#### [What needs to be done]
Continue the article about Paycheck Protection Program loans under the CARES Act, starting right after its last sentence.

Bankers, attorneys agree: having an up-to-date financial house will be a big asset in receiving federal funds.
Care to get a loan that might be the difference between making payroll or shutting the doors amid the coronavirus pandemic? The federal government, through the much-anticipated Coronavirus Aid, Relief and Economic Security (CARES) Act, is here to help.
Of course, like most government things, even when designed to help, details are somewhat byzantine. Lawyers and bankers across the region have been analyzing the $2.2 trillion stimulus bill since President Trump signed it into law March 27.
“This act has lots of arms and legs,” says Chris Kneer a senior vice president and head of the SBA division at Valley Bank, which is run out of Ybor City and covers markets in Florida, Alabama, New York and New Jersey. “It’s been a mad rush to get it read, especially the Paycheck Protection Program.”
The CARES Act has five programs, all designed to give business owners, and employees, immediate relief from the severe drops in business brought on by the coronavirus pandemic. Of those five, the most common to likely be utilized by businesses is the Paycheck Protection Program. “It seems like every five minutes we get a call with someone with questions,” says Timothy Woodward, a partner in Tampa office of Shutts and Bowen, who leads the practice’s construction litigation practice.
Key questions include:
Q. How can a business apply for the Paycheck Protection Program?
The PPP can be accessed through the already existing national network of SBA lenders, which includes some 800 banks, many of them community banks. Valley, for example, has sent a note and CARES Act primer to 2,700 businesses, clients and clients of clients. “We’ve been working day and night to put together a solid submission program,” says Kneer.
Q. What companies are eligible?
A Business with 500 employees or fewer is the top eligibility rule. That can be broken down into individual restaurant locations under one company, as long as each location has less than 500 employees. Tribal businesses, 501(c)(19) veteran organizations and 501(c)(3) nonprofits, including religious organizations, are eligible. Sole proprietors and independent contractors are also eligible. “There are some carve outs that will allow larger groups to apply, depending on the industry,” Kneer adds.
Q. What’s the approval process for PPP loans?
One of the features of the bill, says Adam Woodruff, a partner in the Tampa office of Shutts and Bowen, is the streamlined approvals. It includes: no review of ability to repay; no personal guarantee or collateral required; and no “credit elsewhere” test.
Q. What does the PPP cover?

#### [Stored data]
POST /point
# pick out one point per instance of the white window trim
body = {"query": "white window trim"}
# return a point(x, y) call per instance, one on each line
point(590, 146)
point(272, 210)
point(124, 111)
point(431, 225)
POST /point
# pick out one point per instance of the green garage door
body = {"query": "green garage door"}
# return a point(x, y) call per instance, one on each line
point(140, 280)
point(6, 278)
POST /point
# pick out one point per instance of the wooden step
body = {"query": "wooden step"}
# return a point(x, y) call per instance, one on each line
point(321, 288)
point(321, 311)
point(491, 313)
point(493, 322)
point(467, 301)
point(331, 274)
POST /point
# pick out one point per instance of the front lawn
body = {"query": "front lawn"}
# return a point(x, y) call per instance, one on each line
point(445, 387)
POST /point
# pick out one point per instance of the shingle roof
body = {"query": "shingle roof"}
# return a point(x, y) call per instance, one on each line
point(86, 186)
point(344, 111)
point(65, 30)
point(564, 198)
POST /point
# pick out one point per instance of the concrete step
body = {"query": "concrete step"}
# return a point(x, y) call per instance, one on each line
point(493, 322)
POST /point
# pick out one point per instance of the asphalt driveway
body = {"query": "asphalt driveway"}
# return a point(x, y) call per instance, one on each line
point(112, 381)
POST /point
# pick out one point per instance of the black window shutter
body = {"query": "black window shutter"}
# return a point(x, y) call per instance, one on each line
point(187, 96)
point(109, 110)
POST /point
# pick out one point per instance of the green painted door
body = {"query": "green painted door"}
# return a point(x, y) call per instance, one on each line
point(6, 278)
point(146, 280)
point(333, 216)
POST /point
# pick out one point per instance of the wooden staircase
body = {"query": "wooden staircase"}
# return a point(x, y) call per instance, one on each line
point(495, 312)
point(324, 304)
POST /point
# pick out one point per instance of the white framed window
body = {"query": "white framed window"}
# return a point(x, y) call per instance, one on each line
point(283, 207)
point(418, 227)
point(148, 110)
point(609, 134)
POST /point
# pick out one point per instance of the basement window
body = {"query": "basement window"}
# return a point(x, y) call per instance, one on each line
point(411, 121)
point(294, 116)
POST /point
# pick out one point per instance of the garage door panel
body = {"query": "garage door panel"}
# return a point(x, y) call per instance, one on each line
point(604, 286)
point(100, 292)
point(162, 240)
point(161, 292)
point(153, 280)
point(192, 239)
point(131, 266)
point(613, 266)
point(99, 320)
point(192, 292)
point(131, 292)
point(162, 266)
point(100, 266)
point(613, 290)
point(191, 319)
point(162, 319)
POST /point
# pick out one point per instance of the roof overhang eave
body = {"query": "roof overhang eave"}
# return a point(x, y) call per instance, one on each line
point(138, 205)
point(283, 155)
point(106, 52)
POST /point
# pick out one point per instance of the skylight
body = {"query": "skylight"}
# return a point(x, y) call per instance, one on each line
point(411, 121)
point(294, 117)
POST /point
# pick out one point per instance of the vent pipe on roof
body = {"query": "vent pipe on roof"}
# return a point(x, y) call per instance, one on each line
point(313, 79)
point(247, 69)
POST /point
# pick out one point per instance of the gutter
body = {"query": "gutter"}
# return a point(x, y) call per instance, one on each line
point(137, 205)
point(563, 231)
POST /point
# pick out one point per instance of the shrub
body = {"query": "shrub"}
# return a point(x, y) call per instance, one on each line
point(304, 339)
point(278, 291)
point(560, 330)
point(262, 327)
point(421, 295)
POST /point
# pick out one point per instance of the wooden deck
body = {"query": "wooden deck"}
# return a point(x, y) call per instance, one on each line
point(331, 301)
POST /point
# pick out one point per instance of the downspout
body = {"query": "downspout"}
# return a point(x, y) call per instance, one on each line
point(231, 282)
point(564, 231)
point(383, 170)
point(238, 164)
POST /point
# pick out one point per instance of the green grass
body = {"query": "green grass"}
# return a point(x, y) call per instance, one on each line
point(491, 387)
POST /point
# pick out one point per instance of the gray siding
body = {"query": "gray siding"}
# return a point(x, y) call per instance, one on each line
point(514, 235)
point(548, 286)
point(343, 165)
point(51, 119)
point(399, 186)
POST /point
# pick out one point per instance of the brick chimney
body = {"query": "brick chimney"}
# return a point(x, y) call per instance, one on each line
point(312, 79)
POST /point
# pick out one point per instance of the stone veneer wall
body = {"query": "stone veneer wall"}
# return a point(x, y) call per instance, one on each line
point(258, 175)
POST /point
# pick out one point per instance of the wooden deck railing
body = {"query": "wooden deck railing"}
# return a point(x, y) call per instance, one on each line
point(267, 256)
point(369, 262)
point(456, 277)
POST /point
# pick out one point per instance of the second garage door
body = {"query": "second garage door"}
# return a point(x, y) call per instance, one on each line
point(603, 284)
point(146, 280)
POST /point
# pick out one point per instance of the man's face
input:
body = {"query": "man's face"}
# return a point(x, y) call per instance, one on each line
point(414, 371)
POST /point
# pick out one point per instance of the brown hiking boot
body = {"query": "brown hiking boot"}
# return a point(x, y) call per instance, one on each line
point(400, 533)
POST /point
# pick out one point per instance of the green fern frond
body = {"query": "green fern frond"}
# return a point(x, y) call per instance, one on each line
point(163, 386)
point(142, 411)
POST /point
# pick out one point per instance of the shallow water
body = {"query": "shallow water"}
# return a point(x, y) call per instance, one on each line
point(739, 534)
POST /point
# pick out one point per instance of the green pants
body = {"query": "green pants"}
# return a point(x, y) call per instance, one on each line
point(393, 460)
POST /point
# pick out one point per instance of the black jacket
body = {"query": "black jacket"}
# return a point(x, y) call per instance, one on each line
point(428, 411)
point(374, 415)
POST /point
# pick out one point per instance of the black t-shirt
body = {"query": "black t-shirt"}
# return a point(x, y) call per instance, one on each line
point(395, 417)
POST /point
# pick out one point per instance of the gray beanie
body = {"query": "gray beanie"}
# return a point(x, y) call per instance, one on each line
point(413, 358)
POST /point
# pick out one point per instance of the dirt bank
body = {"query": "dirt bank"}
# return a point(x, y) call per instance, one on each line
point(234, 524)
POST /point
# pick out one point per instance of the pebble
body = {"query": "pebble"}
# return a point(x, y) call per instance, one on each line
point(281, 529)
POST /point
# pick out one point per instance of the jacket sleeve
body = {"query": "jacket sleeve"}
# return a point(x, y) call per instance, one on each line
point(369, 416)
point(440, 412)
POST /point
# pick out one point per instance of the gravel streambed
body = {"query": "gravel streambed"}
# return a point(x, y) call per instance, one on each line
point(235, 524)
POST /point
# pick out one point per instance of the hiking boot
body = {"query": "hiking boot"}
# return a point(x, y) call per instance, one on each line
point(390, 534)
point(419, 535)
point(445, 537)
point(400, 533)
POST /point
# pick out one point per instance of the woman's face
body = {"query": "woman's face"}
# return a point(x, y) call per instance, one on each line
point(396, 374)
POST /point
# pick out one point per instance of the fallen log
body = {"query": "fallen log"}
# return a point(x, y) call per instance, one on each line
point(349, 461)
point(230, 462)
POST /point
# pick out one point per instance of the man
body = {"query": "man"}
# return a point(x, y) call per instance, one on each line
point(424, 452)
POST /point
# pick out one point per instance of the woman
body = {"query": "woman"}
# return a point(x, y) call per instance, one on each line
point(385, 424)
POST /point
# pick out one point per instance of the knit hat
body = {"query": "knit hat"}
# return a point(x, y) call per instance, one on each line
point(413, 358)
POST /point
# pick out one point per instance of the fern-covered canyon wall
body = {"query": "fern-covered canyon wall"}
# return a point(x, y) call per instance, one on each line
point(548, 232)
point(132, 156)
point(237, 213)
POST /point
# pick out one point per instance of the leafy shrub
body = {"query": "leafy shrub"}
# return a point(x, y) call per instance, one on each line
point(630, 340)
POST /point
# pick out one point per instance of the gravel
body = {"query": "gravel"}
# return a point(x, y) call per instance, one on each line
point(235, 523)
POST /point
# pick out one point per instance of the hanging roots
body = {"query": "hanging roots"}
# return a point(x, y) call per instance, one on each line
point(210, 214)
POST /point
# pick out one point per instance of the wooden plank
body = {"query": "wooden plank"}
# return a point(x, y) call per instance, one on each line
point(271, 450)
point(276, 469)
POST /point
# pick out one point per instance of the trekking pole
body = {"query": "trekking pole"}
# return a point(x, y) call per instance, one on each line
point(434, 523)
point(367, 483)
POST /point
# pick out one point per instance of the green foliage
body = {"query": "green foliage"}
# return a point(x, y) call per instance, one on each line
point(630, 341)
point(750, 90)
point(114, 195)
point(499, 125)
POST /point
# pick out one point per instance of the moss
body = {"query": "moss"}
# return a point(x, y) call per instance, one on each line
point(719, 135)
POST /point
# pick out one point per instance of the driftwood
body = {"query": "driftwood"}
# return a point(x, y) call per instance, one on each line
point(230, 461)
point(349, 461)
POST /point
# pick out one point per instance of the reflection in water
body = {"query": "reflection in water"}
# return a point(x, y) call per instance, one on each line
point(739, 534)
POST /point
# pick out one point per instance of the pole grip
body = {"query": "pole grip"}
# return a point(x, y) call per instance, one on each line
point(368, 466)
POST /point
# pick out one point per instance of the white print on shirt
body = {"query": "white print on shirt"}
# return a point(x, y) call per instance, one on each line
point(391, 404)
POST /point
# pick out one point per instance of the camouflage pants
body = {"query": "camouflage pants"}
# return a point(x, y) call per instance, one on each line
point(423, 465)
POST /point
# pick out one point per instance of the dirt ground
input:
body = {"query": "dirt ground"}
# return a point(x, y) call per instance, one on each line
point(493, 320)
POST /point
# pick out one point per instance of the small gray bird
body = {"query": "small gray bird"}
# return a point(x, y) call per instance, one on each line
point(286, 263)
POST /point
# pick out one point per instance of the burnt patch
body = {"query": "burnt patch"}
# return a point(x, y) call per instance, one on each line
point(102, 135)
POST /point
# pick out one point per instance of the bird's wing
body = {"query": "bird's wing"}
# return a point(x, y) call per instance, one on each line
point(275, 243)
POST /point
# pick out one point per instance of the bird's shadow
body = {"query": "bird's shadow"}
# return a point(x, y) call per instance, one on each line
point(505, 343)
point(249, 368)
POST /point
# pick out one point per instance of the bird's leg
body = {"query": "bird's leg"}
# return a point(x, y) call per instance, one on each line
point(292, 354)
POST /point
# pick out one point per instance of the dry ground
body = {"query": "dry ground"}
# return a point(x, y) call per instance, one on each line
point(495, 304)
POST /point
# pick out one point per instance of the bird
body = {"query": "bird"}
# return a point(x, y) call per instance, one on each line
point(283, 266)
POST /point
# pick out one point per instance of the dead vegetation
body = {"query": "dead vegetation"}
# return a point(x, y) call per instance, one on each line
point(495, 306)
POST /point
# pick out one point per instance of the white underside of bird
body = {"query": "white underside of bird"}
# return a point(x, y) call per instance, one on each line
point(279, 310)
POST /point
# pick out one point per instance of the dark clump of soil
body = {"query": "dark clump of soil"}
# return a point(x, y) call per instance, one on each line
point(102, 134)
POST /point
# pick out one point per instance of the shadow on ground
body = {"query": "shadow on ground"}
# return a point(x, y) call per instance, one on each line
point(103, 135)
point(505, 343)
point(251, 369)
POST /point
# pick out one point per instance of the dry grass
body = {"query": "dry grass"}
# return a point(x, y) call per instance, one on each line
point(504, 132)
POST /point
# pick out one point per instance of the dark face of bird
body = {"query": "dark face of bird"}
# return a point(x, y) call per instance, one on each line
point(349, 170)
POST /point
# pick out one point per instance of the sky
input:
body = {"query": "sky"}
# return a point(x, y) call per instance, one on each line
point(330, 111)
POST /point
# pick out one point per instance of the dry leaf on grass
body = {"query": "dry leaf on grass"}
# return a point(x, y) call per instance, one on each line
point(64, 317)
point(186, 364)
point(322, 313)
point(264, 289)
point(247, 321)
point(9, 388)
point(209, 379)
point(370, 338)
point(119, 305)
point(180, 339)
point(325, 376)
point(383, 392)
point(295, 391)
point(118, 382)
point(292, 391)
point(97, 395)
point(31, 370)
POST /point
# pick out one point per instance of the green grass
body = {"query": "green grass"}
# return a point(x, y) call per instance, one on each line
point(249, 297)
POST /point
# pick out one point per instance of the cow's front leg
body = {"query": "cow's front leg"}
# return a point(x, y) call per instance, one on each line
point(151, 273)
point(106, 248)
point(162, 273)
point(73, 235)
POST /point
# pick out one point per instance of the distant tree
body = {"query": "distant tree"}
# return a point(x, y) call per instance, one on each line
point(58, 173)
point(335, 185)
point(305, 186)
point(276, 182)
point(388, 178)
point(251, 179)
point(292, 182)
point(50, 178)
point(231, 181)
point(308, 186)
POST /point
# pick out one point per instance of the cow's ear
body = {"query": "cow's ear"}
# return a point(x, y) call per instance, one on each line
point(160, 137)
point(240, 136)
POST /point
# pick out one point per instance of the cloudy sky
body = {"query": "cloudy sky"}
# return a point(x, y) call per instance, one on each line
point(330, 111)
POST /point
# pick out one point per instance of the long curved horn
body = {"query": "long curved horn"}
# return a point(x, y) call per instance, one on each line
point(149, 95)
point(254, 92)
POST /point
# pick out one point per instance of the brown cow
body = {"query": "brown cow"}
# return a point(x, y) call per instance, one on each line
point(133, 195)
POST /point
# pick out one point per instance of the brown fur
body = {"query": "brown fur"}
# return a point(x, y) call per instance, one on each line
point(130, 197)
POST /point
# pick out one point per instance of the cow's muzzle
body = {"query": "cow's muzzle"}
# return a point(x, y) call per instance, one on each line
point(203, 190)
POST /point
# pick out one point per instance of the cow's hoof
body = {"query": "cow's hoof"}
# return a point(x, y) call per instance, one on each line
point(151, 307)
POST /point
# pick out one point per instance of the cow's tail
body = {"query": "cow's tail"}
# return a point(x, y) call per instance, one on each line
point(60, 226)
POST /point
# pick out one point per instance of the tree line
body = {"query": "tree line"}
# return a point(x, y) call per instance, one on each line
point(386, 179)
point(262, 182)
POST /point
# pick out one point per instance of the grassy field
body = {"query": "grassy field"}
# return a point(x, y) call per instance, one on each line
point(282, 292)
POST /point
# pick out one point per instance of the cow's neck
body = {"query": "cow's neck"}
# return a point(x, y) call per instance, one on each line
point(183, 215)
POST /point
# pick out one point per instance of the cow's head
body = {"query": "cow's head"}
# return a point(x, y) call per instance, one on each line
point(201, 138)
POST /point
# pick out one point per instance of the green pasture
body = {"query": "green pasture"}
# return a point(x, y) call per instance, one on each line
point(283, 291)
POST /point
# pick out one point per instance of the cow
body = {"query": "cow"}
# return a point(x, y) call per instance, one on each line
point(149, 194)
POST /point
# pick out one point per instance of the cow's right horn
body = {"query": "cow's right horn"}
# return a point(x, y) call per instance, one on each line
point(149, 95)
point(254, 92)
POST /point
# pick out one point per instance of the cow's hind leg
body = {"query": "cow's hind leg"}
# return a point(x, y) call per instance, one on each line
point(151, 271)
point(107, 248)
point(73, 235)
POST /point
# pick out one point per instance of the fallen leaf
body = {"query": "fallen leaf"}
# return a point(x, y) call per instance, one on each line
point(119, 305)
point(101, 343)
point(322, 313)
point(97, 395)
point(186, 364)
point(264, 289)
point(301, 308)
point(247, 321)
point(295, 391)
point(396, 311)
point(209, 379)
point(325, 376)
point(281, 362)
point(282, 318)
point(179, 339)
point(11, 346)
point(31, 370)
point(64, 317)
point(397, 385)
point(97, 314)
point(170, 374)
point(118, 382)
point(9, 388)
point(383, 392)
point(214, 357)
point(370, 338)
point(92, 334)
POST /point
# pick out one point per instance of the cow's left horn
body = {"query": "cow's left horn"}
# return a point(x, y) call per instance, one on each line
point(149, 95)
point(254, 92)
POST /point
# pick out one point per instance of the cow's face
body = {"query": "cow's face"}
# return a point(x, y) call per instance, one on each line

#### [Your response]
While the focus is to cover payroll costs, other covered costs include:
• Group health care benefits during periods of paid, sick, medical, or family leave and insurance premiums;
• Interest on a mortgage obligation;
• Rent, under lease agreements in force before Feb. 15, 2020;
• Utilities, for which service began before Feb. 15, 2020;
• Interest on any debt incurred before Feb. 15, 2020.
An important part of the coverage, says Kneer, is 75% of each company’s loan is supposed to go toward payroll expenses. The CARES Act, he says, “is designed to keep people paid and staying on at the company.”
• What’s the maximum amount a business can borrow?
The PPP loan is capped at 250% of a firm’s average monthly payroll expenses, up to a total of $10 million. That’s intended to cover eight weeks of payroll expenses and any additional amounts for making payments toward debt obligations, Kneer says. “If you are a smaller business, and don’t have a lot of payroll, then this might not be for you,” he adds.
Q. Will the federal government run out of funds to make PPP payouts?
Kneer and some attorneys say this question has come up often. The likely answer is no. “Treasury has been up front saying they will put more money in this if need be,” Kneer says.
Q. When is the loan forgiven and what periods will it cover?
The loan is forgiven, interest-free, at the end of the eight-week period after you take out the loan — given the company keeps all its employees. The covered period runs Feb. 15 to June 30, and borrowers can choose the eight weeks they want to count toward the covered period. “The enticing part of the PPP,” Woodruff says, “is if you use it for its intended purpose and you can document it, the loan will be forgiven.”
Q. What’s the most important thing a business can do to prepare for the application of any loan under the CARES Act?
Make sure papers — tax returns, profit and loss sheets and more — are in order and ready. “The three things I’m telling clients right now,” says Woodward, with Shutts and Bowen, “is to document, document, document.”